Exercise objective: Write out all of the lines below, exactly and completely.

Items from a data source
# # # #
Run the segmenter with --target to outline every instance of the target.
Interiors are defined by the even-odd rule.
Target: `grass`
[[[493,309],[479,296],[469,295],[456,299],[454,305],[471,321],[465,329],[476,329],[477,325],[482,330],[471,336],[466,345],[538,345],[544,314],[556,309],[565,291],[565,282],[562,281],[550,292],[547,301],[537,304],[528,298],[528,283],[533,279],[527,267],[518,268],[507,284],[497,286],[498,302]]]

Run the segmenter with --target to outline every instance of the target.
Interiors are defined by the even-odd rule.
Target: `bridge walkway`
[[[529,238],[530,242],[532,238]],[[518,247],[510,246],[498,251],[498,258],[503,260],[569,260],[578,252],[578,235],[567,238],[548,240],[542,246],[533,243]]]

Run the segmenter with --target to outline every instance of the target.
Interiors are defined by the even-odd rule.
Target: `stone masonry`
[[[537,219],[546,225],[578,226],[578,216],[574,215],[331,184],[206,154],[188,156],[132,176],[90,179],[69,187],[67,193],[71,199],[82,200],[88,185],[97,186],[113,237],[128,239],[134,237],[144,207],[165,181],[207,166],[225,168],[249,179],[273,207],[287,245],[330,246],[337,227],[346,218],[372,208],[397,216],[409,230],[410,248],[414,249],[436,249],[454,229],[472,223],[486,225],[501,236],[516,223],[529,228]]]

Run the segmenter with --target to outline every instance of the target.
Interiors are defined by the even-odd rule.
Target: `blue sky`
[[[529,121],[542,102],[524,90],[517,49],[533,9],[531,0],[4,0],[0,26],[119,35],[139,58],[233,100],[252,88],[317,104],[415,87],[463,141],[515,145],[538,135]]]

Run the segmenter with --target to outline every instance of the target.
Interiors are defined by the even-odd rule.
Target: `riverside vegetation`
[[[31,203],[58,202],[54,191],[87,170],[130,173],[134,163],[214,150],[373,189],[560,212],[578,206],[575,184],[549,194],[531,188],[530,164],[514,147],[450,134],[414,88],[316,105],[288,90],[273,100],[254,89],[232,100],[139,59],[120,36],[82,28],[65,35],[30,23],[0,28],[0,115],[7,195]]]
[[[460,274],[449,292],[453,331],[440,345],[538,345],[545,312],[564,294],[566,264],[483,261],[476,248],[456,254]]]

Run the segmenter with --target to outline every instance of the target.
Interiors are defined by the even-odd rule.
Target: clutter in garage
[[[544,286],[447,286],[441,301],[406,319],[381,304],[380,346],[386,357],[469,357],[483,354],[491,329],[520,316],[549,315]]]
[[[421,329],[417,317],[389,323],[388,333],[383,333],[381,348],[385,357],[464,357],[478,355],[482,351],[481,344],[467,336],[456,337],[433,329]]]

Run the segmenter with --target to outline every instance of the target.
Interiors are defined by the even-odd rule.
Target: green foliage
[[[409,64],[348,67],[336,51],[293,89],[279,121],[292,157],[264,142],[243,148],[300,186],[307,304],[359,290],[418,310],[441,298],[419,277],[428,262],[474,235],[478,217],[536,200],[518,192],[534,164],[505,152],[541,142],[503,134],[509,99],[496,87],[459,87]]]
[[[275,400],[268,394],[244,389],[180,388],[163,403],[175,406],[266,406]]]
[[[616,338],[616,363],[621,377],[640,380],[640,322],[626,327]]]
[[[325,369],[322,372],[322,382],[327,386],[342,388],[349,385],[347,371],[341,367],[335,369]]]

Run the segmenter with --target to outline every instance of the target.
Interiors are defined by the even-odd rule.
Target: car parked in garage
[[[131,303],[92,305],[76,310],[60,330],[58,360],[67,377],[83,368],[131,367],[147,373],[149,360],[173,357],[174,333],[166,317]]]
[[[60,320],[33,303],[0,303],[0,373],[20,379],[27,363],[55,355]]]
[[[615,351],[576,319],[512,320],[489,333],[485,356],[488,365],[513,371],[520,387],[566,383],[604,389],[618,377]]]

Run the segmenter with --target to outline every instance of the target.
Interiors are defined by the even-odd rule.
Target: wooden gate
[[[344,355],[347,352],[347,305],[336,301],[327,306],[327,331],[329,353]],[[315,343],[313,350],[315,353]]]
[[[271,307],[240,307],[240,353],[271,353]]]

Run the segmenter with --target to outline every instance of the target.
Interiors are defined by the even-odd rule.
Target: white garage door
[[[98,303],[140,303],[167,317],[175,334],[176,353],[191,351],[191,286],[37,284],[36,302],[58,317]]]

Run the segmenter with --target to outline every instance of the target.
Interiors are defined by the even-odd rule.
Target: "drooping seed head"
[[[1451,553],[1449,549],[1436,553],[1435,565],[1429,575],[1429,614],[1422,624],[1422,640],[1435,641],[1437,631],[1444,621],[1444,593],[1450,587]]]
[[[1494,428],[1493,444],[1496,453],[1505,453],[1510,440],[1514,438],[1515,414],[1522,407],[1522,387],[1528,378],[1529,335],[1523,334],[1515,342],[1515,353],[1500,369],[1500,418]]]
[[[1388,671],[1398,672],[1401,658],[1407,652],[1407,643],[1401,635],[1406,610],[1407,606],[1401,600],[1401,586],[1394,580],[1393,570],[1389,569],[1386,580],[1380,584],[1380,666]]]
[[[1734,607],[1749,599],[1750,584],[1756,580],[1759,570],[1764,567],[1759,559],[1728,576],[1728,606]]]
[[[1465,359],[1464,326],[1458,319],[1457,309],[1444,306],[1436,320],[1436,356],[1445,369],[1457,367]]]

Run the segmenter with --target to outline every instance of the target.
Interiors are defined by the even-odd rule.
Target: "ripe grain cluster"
# # # #
Answer to this exercise:
Run the segmenter with --target to outline every instance of the target.
Interiors are defined by the even-odd rule.
Target: `grass`
[[[493,309],[479,296],[469,295],[456,299],[454,305],[471,321],[465,329],[476,329],[477,325],[482,330],[471,336],[466,345],[538,345],[544,314],[556,309],[565,291],[565,282],[562,281],[550,292],[547,301],[537,304],[528,298],[528,283],[533,279],[527,267],[518,268],[507,284],[497,286],[498,302]]]

Run the segmenter with --target to outline every instance of the target.
Interiors are defined by the even-odd rule.
Target: `bridge walkway`
[[[529,238],[530,242],[532,238]],[[518,247],[510,246],[498,251],[498,258],[503,260],[569,260],[578,252],[578,235],[567,238],[548,240],[542,246],[533,243]]]

Run the segmenter with --target to outline every instance of the target.
Interiors are defined by the even-odd rule.
Target: `stone masonry`
[[[537,219],[546,225],[578,226],[578,216],[574,215],[331,184],[206,154],[188,156],[132,176],[90,179],[69,187],[67,193],[71,199],[82,200],[88,185],[97,186],[113,237],[128,239],[134,237],[144,207],[165,181],[207,166],[225,168],[249,179],[273,207],[287,245],[330,246],[337,227],[346,218],[372,208],[397,216],[409,230],[410,248],[414,249],[436,249],[454,229],[472,223],[486,225],[501,236],[516,223],[529,228]]]

Run the segmenter with --target to outline every instance of the target.
Interiors are defined by the even-odd rule.
Target: `blue sky`
[[[529,121],[542,102],[524,90],[517,49],[533,9],[531,0],[4,0],[0,26],[119,35],[139,58],[233,100],[252,88],[317,104],[415,87],[463,141],[515,145],[538,135]]]

Run the segmenter with --target to outline every instance of the target.
Interiors are defined by the even-odd rule.
Target: `riverside vegetation`
[[[31,203],[58,202],[54,191],[87,170],[130,173],[134,163],[214,150],[373,189],[560,212],[578,206],[575,184],[549,194],[531,188],[530,164],[514,147],[450,134],[414,88],[316,105],[288,90],[273,100],[254,89],[232,100],[139,59],[120,36],[82,28],[65,35],[30,23],[0,28],[0,115],[7,195]]]
[[[460,274],[449,292],[453,331],[440,345],[538,345],[545,312],[564,294],[566,264],[483,261],[476,248],[456,254]]]

Run the segmenter with --target to outline every instance of the target.
Interiors are defined by the even-odd rule.
Target: clutter in garage
[[[544,286],[447,286],[441,301],[406,319],[381,304],[380,346],[386,357],[469,357],[483,354],[491,329],[520,316],[549,315]]]
[[[421,329],[417,317],[389,323],[388,333],[383,333],[381,348],[385,357],[464,357],[478,355],[482,351],[481,344],[467,336],[456,337],[433,329]]]

Run the segmenter with --target to outline every instance of the target.
Interiors are defined by the even-odd rule.
Target: green foliage
[[[409,64],[348,67],[336,51],[293,89],[279,121],[292,157],[264,142],[243,148],[300,186],[307,304],[359,290],[418,310],[441,298],[419,277],[428,262],[474,235],[478,217],[536,200],[518,192],[534,164],[505,152],[541,142],[503,134],[509,99],[496,87],[459,87]]]
[[[275,400],[268,394],[244,389],[180,388],[163,403],[175,406],[266,406]]]
[[[616,338],[616,363],[621,377],[640,380],[640,322],[626,327]]]
[[[325,369],[322,372],[322,382],[327,386],[342,388],[349,385],[347,371],[341,367],[335,369]]]

Run the segmenter with --target to outline every instance of the target.
Interiors are defined by the even-odd rule.
Target: car parked in garage
[[[131,303],[92,305],[76,310],[60,330],[58,360],[67,377],[83,368],[131,367],[147,373],[149,360],[173,357],[174,333],[166,317]]]
[[[60,320],[33,303],[0,303],[0,373],[20,379],[27,363],[55,355]]]
[[[615,351],[576,319],[512,320],[489,333],[485,356],[488,365],[513,371],[520,387],[566,383],[604,389],[618,377]]]

Run the segmenter with --target to outline every instance of the target.
Interiors are defined by the even-odd rule.
Target: wooden gate
[[[344,355],[347,352],[347,305],[336,301],[327,306],[327,331],[329,353]],[[315,343],[313,350],[315,353]]]
[[[271,307],[240,307],[240,353],[271,353]]]

Run the segmenter with --target to outline every instance of the target.
Interiors are defined by the even-odd rule.
Target: white garage door
[[[98,303],[140,303],[167,317],[175,334],[176,353],[191,351],[191,286],[37,284],[36,302],[58,317]]]

Run the segmenter with --target to outline every instance of the target.
Interiors are defined by the even-odd rule.
Target: "drooping seed head"
[[[1451,553],[1449,549],[1436,553],[1435,565],[1429,575],[1429,614],[1422,624],[1422,640],[1435,641],[1437,631],[1444,621],[1444,593],[1450,587]]]
[[[1494,428],[1493,444],[1496,453],[1505,453],[1510,440],[1514,438],[1515,414],[1522,407],[1522,387],[1528,378],[1529,335],[1523,334],[1515,342],[1515,353],[1500,369],[1500,418]]]
[[[1388,671],[1398,672],[1401,658],[1407,652],[1407,643],[1401,635],[1406,610],[1407,606],[1401,600],[1401,586],[1394,580],[1393,570],[1389,569],[1386,580],[1380,584],[1380,666]]]
[[[1734,607],[1749,599],[1750,584],[1756,580],[1759,570],[1764,567],[1759,559],[1728,576],[1728,606]]]
[[[1465,359],[1464,326],[1458,319],[1457,309],[1444,306],[1436,320],[1436,356],[1445,369],[1457,367]]]

Run the segmenter with --target to outline every instance of the target.
Interiors are defined by the even-odd rule.
Target: "ripe grain cluster"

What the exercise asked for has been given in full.